◆ **ASSIGNMENT**
Print the listing that follows, character for character.

+ + + + + + +

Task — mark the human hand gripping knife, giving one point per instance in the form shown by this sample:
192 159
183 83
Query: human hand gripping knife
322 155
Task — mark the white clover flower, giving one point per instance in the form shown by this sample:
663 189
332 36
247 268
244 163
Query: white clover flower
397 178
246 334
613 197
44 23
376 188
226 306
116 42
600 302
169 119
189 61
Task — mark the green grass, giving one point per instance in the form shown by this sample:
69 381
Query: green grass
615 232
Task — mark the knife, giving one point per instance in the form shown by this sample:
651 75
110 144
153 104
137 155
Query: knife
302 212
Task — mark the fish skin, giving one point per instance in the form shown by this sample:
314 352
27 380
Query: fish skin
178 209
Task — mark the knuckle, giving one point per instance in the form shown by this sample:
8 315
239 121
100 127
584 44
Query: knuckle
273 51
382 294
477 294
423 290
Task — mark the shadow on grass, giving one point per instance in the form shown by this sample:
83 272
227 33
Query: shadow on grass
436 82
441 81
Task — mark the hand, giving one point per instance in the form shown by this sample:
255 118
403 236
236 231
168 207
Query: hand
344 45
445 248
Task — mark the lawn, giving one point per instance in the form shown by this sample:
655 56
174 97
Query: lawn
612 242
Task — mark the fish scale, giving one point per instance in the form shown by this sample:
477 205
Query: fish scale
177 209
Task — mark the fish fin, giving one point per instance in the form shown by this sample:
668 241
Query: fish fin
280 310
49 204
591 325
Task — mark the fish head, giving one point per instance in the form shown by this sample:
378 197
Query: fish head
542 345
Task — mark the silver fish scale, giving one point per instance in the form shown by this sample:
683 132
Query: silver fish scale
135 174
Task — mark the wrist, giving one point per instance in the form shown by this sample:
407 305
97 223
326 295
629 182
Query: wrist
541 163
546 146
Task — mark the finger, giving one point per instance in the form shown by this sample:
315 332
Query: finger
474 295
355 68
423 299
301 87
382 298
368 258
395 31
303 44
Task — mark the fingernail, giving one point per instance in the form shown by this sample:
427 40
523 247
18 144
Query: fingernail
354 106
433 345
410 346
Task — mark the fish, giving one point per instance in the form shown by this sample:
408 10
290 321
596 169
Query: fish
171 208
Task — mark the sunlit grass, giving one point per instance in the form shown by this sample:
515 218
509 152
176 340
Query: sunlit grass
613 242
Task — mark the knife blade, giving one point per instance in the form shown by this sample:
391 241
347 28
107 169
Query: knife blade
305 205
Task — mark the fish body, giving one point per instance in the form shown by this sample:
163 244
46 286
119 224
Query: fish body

+ + + + + + +

◆ **OUTPUT OF THE TASK**
Task — mark the human hand gripping knife, giving one point per instance in the form shown by this sample:
192 159
183 83
Query: human hand gripping knife
322 155
Task — mark the white clover flower, giving one point per instance in the form shown by this sample:
663 189
332 36
247 268
244 163
Query: white clover flower
397 178
246 334
613 197
44 23
376 188
226 306
116 42
600 302
169 119
189 61
Task — mark the green grass, giving one point per instance in the form shown by this sample:
69 381
Query: green grass
615 232
Task — mark the knife, giving one point per instance in the form shown by this sample:
651 75
110 144
153 104
137 155
Query: knife
302 212
Task — mark the fish skin, giving one point per instance in the form shown by this sample:
314 352
27 380
Query: fish skin
178 209
Task — mark the knuckle, giving one point per instance in the form shown by this sample:
8 315
239 121
100 127
584 44
Query: knuckle
273 51
382 294
477 294
423 290
Task — mark the shadow on grass, giving one point per instance in the form shown by this sample:
83 272
227 33
Query: shadow on grass
436 82
441 81
Task — mark the hand, giving one point per instance in the form shown by this sample:
255 118
403 236
236 231
168 207
Query: hand
344 45
445 248
Task — mark the lawn, giving one point per instance in the form shown by this sample:
655 56
174 97
Query: lawn
612 242
Task — mark the fish scale, giving one point per instance in the form shown by this sample:
477 205
Query: fish scale
177 209
Task — mark the fish fin, giving one point per instance in the form shown by this sample:
668 241
Query: fish fin
280 310
49 204
591 325
Task — mark the fish head, giving one point per instance in the form shown by this sample:
378 197
Query: fish head
542 345
Task — mark the silver fish scale, giving one point per instance in the form shown by this sample:
683 132
Query: silver fish scale
135 174
Task — mark the wrist, giving one point per instance in the form shown by this sample:
407 305
97 223
326 295
629 182
Query: wrist
541 163
546 146
Task — mark the finger, giving one point per instance in the form shown by this sample:
315 332
Query: finger
474 295
355 68
423 299
301 87
382 298
368 258
395 31
303 44
Task — mark the fingernail, giving one point per instance in the form shown by this sample:
427 40
523 247
18 144
Query: fingernail
354 106
433 345
410 346
Task — mark the fish, giving one point per instance in the form shown by this sample:
408 10
290 321
596 169
Query: fish
171 208
Task — mark the sunlit grass, giving one point per instance in the form shown by this sample:
515 218
509 152
176 340
Query: sunlit grass
613 242
Task — mark the knife blade, giving one point per instance in the form shown by this sample:
391 241
347 28
107 169
Query: knife blade
305 205
Task — mark the fish body, giving one point per instance in the form shown by this sample:
163 244
46 286
119 224
Query: fish body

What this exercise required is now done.